Give back exactly the line that contains "Can you see the man" and all the lines after it in the records below, to the very last, with no other output.

[Records drawn from a dataset]
————
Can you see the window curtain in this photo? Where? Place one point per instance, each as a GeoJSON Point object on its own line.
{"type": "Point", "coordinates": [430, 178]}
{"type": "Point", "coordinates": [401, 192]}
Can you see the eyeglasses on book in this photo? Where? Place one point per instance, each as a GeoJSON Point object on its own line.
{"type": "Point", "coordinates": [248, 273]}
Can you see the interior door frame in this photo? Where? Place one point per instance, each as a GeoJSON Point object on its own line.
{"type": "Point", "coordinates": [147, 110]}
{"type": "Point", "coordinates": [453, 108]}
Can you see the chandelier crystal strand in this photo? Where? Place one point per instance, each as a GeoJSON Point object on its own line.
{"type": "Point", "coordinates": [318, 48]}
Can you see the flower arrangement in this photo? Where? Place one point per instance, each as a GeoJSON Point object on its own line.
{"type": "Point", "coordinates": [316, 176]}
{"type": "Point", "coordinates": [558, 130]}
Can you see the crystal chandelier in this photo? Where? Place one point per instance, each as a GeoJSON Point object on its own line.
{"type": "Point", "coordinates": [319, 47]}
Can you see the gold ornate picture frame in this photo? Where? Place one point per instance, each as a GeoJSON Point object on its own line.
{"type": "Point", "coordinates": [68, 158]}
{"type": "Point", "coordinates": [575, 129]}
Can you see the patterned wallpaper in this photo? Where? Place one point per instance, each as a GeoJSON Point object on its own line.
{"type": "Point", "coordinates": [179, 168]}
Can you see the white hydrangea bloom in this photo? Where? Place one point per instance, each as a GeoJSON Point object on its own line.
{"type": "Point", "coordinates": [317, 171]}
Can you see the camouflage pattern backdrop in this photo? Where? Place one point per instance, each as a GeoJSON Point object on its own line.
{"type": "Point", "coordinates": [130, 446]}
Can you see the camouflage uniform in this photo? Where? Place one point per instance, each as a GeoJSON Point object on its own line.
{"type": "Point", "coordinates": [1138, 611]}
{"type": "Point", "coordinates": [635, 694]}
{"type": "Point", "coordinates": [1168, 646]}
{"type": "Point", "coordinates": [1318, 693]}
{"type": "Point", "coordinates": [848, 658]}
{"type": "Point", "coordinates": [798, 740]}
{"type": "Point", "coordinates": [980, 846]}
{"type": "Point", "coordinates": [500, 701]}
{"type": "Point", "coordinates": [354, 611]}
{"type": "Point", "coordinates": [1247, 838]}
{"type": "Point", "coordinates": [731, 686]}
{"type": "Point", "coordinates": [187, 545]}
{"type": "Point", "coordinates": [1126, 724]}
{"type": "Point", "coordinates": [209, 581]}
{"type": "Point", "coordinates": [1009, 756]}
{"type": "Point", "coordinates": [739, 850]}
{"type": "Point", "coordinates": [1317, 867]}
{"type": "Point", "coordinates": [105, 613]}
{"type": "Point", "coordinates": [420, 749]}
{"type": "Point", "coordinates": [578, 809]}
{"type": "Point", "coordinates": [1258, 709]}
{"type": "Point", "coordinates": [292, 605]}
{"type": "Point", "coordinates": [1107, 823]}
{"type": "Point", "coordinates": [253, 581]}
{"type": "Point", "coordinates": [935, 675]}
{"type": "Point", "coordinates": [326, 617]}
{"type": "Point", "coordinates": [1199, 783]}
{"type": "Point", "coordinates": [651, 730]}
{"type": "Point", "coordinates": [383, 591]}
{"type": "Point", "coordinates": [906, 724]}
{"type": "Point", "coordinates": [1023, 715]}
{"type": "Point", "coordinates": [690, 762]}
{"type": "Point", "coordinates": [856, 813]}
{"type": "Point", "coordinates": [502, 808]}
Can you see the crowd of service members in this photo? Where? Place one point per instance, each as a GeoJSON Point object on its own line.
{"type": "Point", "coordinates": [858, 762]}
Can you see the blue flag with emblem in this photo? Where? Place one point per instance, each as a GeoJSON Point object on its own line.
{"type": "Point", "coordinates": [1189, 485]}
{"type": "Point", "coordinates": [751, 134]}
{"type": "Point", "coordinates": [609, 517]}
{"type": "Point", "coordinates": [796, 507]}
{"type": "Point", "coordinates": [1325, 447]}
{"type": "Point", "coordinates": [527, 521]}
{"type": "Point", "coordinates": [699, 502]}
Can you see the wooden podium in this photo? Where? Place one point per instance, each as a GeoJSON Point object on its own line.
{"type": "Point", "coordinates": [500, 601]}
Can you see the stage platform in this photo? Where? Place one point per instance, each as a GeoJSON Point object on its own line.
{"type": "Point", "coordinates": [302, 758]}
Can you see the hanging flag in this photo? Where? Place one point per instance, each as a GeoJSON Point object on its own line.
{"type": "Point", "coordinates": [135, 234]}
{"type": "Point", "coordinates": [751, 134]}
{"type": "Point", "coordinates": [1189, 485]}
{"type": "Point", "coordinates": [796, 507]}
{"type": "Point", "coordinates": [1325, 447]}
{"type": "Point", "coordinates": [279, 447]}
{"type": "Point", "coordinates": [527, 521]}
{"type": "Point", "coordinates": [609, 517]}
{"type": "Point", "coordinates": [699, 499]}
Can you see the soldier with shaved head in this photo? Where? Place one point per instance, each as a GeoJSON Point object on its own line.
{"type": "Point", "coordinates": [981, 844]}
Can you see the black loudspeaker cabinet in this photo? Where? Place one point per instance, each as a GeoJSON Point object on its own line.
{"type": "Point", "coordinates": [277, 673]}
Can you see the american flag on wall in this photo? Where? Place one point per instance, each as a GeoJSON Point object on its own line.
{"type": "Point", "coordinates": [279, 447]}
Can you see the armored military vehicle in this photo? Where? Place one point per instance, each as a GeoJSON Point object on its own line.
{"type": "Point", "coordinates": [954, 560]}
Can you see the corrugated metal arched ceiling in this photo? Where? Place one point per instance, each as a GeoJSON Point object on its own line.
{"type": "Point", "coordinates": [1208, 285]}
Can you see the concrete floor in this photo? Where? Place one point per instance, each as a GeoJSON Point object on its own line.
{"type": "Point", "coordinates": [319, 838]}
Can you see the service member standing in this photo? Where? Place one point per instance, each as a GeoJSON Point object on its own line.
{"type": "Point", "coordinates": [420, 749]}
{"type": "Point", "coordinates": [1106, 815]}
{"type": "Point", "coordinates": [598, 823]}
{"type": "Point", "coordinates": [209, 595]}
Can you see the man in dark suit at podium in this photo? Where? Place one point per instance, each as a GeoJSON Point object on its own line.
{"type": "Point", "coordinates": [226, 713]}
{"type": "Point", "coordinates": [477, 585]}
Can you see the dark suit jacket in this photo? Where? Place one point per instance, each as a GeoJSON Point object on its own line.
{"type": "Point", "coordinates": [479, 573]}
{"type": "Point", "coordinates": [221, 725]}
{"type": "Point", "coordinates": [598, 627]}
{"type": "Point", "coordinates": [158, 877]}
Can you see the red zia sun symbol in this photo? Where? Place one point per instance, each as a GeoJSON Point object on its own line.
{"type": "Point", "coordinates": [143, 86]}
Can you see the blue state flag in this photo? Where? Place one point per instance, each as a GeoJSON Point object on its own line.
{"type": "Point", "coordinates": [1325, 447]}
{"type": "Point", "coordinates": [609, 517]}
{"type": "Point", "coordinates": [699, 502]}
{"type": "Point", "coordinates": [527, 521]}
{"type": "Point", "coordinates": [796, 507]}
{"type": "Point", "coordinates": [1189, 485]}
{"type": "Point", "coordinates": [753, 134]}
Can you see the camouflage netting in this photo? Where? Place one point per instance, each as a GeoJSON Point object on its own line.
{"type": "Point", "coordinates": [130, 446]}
————
### [RESPONSE TO THIS TASK]
Can you see the man in dark suit at podium in this photo? Where? Place one point per instance, each as a GeoJSON Point object on its own line.
{"type": "Point", "coordinates": [226, 713]}
{"type": "Point", "coordinates": [477, 585]}
Can you see the dark suit jacket in this photo? Where? Place one point per instance, each as a GeoJSON Point object on its own line.
{"type": "Point", "coordinates": [479, 573]}
{"type": "Point", "coordinates": [221, 725]}
{"type": "Point", "coordinates": [598, 627]}
{"type": "Point", "coordinates": [158, 877]}
Can you see the red zia sun symbol in this photo? Where? Place one point per instance, each as a GeoJSON Point object on its own line.
{"type": "Point", "coordinates": [143, 86]}
Can you see the blue state flag in this photo? Where? Place one point per instance, each as a GeoJSON Point object on its own line.
{"type": "Point", "coordinates": [1325, 447]}
{"type": "Point", "coordinates": [609, 517]}
{"type": "Point", "coordinates": [699, 502]}
{"type": "Point", "coordinates": [527, 521]}
{"type": "Point", "coordinates": [796, 507]}
{"type": "Point", "coordinates": [1189, 485]}
{"type": "Point", "coordinates": [753, 134]}
Can you see the camouflage netting in this photo? Where? Place one point per instance, each as a GeoJSON Point object on its own line.
{"type": "Point", "coordinates": [130, 446]}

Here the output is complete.